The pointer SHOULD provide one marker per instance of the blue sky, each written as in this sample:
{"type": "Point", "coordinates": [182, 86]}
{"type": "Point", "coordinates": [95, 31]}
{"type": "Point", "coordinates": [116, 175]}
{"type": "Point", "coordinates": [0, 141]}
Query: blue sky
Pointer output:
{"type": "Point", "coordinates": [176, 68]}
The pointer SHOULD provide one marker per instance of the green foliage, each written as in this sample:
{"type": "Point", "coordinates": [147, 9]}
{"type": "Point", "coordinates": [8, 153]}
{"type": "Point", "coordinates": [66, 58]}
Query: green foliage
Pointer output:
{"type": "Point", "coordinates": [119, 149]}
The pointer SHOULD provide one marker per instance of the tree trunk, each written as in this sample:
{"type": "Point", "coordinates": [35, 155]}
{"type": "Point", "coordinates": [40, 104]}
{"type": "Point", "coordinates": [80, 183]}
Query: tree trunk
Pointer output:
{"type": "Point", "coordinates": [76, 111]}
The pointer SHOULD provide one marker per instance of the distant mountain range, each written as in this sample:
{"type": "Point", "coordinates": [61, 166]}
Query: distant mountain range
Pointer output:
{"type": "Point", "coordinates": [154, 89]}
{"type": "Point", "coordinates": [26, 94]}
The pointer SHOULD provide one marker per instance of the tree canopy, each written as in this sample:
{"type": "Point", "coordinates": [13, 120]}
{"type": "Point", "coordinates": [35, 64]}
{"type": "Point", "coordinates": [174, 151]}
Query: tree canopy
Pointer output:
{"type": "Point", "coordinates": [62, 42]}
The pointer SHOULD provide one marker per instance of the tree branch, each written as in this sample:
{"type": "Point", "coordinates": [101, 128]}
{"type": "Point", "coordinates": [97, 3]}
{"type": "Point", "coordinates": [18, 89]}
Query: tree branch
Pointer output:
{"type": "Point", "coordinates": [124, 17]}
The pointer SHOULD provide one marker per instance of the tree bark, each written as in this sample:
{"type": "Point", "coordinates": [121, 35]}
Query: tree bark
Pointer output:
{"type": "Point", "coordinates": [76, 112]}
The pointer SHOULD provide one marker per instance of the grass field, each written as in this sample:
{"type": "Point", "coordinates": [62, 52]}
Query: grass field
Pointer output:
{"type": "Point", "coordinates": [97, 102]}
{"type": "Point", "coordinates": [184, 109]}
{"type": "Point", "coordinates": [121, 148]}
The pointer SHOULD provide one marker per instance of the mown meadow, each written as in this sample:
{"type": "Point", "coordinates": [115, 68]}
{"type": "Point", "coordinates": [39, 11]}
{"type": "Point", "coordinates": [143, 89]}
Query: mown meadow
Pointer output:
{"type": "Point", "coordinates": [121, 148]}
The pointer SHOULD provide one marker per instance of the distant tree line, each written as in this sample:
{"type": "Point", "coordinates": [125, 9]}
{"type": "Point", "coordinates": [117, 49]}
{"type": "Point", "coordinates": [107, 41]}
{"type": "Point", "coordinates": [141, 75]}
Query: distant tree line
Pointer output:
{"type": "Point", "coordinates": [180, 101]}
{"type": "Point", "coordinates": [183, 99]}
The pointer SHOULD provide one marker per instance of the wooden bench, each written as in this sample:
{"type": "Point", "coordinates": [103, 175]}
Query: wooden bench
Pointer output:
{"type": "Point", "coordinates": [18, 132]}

#### What to produce:
Convert all of the rows above into a Markdown table with two columns, Number and Content. Put each line in Content with its sequential number in Number, and leave out blank lines.

#### Correct answer:
| Number | Content |
|---|---|
| 1 | The pointer SHOULD provide one marker per instance of the blue sky, each written as in this sample: |
| 2 | {"type": "Point", "coordinates": [182, 86]} |
| 3 | {"type": "Point", "coordinates": [95, 31]} |
| 4 | {"type": "Point", "coordinates": [116, 175]} |
| 5 | {"type": "Point", "coordinates": [0, 141]} |
| 6 | Query: blue sky |
| 7 | Pointer output: |
| 8 | {"type": "Point", "coordinates": [176, 68]} |
| 9 | The pointer SHOULD provide one marker per instance of the green foliage, each written as in this sample: |
| 10 | {"type": "Point", "coordinates": [147, 9]} |
| 11 | {"type": "Point", "coordinates": [8, 153]} |
| 12 | {"type": "Point", "coordinates": [66, 58]} |
| 13 | Query: green foliage |
| 14 | Pointer output: |
| 15 | {"type": "Point", "coordinates": [119, 149]} |
| 16 | The pointer SHOULD provide one marker per instance of the tree trunk, each written as in this sample: |
| 17 | {"type": "Point", "coordinates": [35, 155]} |
| 18 | {"type": "Point", "coordinates": [40, 104]} |
| 19 | {"type": "Point", "coordinates": [80, 183]} |
| 20 | Query: tree trunk |
| 21 | Pointer output: |
| 22 | {"type": "Point", "coordinates": [76, 111]} |
| 23 | The pointer SHOULD provide one marker per instance of the distant mountain range, each written as in this sample: |
| 24 | {"type": "Point", "coordinates": [61, 166]} |
| 25 | Query: distant mountain range |
| 26 | Pointer output: |
| 27 | {"type": "Point", "coordinates": [154, 89]} |
| 28 | {"type": "Point", "coordinates": [26, 94]} |
| 29 | The pointer SHOULD provide one marker per instance of the tree canopy, each written as in this sample: |
| 30 | {"type": "Point", "coordinates": [13, 120]} |
| 31 | {"type": "Point", "coordinates": [35, 64]} |
| 32 | {"type": "Point", "coordinates": [174, 151]} |
| 33 | Query: tree canopy |
| 34 | Pointer output: |
| 35 | {"type": "Point", "coordinates": [62, 42]} |
| 36 | The pointer SHOULD provide one marker per instance of the tree branch, each written as in this sample: |
| 37 | {"type": "Point", "coordinates": [101, 128]} |
| 38 | {"type": "Point", "coordinates": [97, 3]} |
| 39 | {"type": "Point", "coordinates": [18, 89]} |
| 40 | Query: tree branch |
| 41 | Pointer output: |
| 42 | {"type": "Point", "coordinates": [124, 17]} |
| 43 | The pointer SHOULD provide one marker per instance of the tree bark, each written as in this sample: |
| 44 | {"type": "Point", "coordinates": [121, 35]} |
| 45 | Query: tree bark |
| 46 | Pointer output: |
| 47 | {"type": "Point", "coordinates": [76, 112]} |
| 48 | The pointer SHOULD provide one marker per instance of the grass field, each written as in this sample: |
| 49 | {"type": "Point", "coordinates": [62, 52]} |
| 50 | Query: grass field |
| 51 | Pointer output: |
| 52 | {"type": "Point", "coordinates": [97, 102]} |
| 53 | {"type": "Point", "coordinates": [184, 109]} |
| 54 | {"type": "Point", "coordinates": [121, 148]} |
| 55 | The pointer SHOULD provide one marker per instance of the mown meadow, each written as in this sample: |
| 56 | {"type": "Point", "coordinates": [115, 68]} |
| 57 | {"type": "Point", "coordinates": [39, 11]} |
| 58 | {"type": "Point", "coordinates": [143, 89]} |
| 59 | Query: mown meadow |
| 60 | Pointer output: |
| 61 | {"type": "Point", "coordinates": [121, 148]} |
| 62 | The pointer SHOULD provide one marker per instance of the distant tree line, each written as in this sample: |
| 63 | {"type": "Point", "coordinates": [125, 9]} |
| 64 | {"type": "Point", "coordinates": [117, 49]} |
| 65 | {"type": "Point", "coordinates": [107, 41]} |
| 66 | {"type": "Point", "coordinates": [141, 75]} |
| 67 | Query: distant tree line |
| 68 | Pointer output: |
| 69 | {"type": "Point", "coordinates": [180, 101]} |
| 70 | {"type": "Point", "coordinates": [183, 99]} |
| 71 | The pointer SHOULD provide one marker per instance of the wooden bench, each written as in this sample: |
| 72 | {"type": "Point", "coordinates": [103, 175]} |
| 73 | Query: wooden bench |
| 74 | Pointer output: |
| 75 | {"type": "Point", "coordinates": [18, 132]} |